▶ _Records for processing_:
<<<<
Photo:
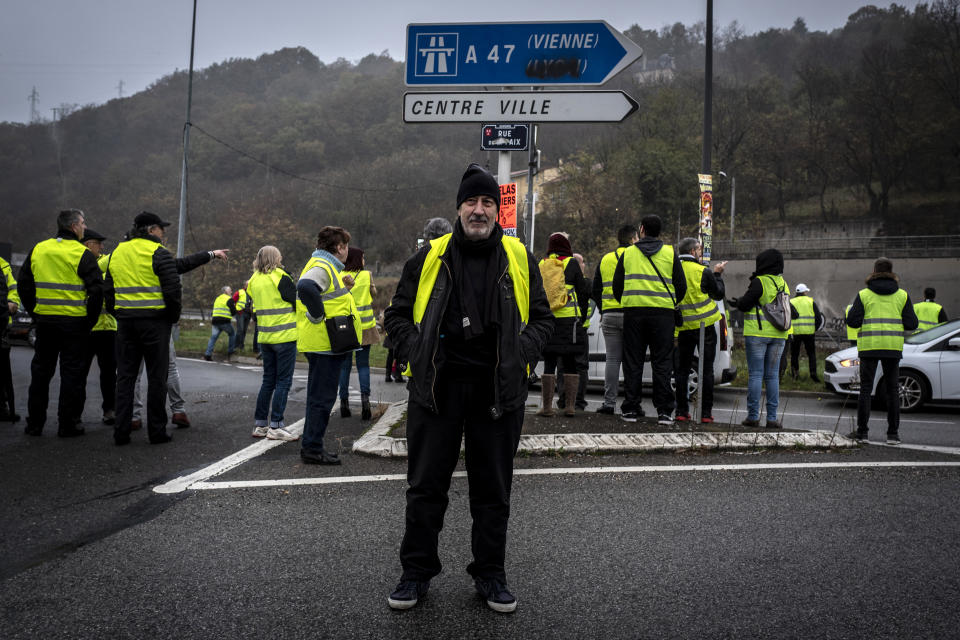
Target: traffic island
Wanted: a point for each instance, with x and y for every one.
>>>>
<<<<
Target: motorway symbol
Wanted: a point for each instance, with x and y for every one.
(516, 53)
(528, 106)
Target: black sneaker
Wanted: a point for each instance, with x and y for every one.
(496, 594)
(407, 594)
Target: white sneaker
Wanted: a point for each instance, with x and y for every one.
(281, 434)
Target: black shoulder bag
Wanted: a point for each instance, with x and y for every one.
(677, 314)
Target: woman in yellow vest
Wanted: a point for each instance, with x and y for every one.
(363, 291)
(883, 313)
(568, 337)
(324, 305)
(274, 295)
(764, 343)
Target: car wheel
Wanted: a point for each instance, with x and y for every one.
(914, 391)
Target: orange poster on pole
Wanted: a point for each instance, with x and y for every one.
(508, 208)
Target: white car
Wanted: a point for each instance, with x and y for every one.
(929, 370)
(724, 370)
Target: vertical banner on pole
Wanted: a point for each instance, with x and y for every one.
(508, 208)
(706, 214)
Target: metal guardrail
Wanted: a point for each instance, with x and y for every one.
>>>>
<<<<
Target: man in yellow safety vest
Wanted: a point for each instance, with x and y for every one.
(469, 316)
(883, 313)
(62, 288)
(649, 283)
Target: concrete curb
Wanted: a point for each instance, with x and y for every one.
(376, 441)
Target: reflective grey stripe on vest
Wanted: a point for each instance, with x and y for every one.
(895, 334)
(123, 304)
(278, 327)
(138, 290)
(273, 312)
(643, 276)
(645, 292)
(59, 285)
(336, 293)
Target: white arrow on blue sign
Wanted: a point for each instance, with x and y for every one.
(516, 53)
>>>>
▶ _To do_: Find every line in the rows above that contains the word "yellow" and copy each of those lines in full.

▶ _Answer for this exercise_:
Target: woman in yellow vest
Target: man in yellow safety vest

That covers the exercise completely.